__Worum es geht__
Beantworte anhand des folgenden Auszugs über den Wiederaufbau in Wanne-Eickel diese Fragen:
1. In welchem Jahr wurde das Freibad im Ortsteil Wanne gebaut?
2. Welcher Partei gehörte Oberstadtdirektor Dr. Wilhelm Elbers an?
3. In welchem Jahr nahm die Volkshochschule ihren Betrieb auf?

Minigolfanlage und Tennisplätze folgten später. Die Pläne zum Bau eines Freibades dort konnten nicht umgesetzt werden, da der Boden aufgrund seiner geologischen Beschaffenheit nicht geeignet war. Dieses Freibad wurde dann 1966 im Ortsteil Wanne gebaut, heute steht hier das Wananas. 1969 konnte eine weitere überregional ausgerichtete Sportstätte in Wanne-Süd eröffnet werden: die Sporthalle im Sportpark, ausgerüstet für unterschiedlichste Wettkämpfe: alle Hallen – Ballsportarten, Kegeln, Fechten, Judo, Schießen, u.a.m. Erstaunlich aus heutiger Sicht, wie sich zu Beginn der 50er Jahre parteiübergreifend Rat und Verwaltung auf den zügigen Wiederaufbau/Neubau von Wohngebäuden, Schulen und Sportstättenmit überregionaler Bedeutung einigten und dies konsequent durchführten.

Der damalige Oberbürgermeister Edmund Weber, Kulturdezernent Friedrich Steffen (beide SPD) sowie der Oberstadtdirektor Dr. Wilhelm Elbers (CDU) sorgten für die rasche Umsetzung und die nötigen finanziellen Mittel. Auch bei damals schon knappen Geldern lag die Priorität auf dem Wohnungsbau (viele Flüchtlinge in Wanne) und Bildung für die zahlreichen Kinder und Jugendlichen. So entstand am Rande des Sportparks das Jugendheim „Heisterkamp“, geführt als Haus der offenen Tür. In dieser Zeit erhielt die Laurentiusschule im Stadtteil Unser Fritz eine Turnhalle und das erste Lehrschwimmbecken der Stadt. Der Aufbau der Städtischen Berufsschule in Wanne – Süd wird in mehreren Bauabschnitten erstellt, der Plan für eine koedukative Realschule wird umgesetzt, zunächst als Provisorium, 1958 aber mit Fertigstellung des Neubaus in Wanne ausgeführt. 

Friedrich Steffen, anfänglich Leiter des Kulturamtes, später Stadtkämmerer, begann sehr früh mit dem Aufbau der Volkshochschule in Wanne -Eickel. 1947 nahm sie an unterschiedlichen Orten den Betrieb auf, in den 60er Jahren wurde das „Haus am grünen Ring“ eröffnet. Auch die Stadtbibliothek, provisorisch untergebracht an wechselnden Standorten, erhielt zeitnah ein architektonisch ansprechendes Haus am heutigen Postpark. In den Stadtteilen wurden die Kinder-und Jugendbüchereien errichtet und mit hauptamtlichen Bibliothekaren besetzt. Alle diese öffentlichen Einrichtungen sorgten landesweit für Aufsehen. Die am dichtesten besiedelte Stadt Europas wurde zu einem „Vorzeigeort“ im Kohlenpott, eine Erfolgsgeschichte des Wiederaufbaus.

__Bereitgestellte Angaben__

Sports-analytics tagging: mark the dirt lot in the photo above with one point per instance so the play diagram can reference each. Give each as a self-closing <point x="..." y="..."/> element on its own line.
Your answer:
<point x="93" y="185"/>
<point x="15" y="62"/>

__Vollständige Antwort__
1. 1966
2. Der CDU
3. 1947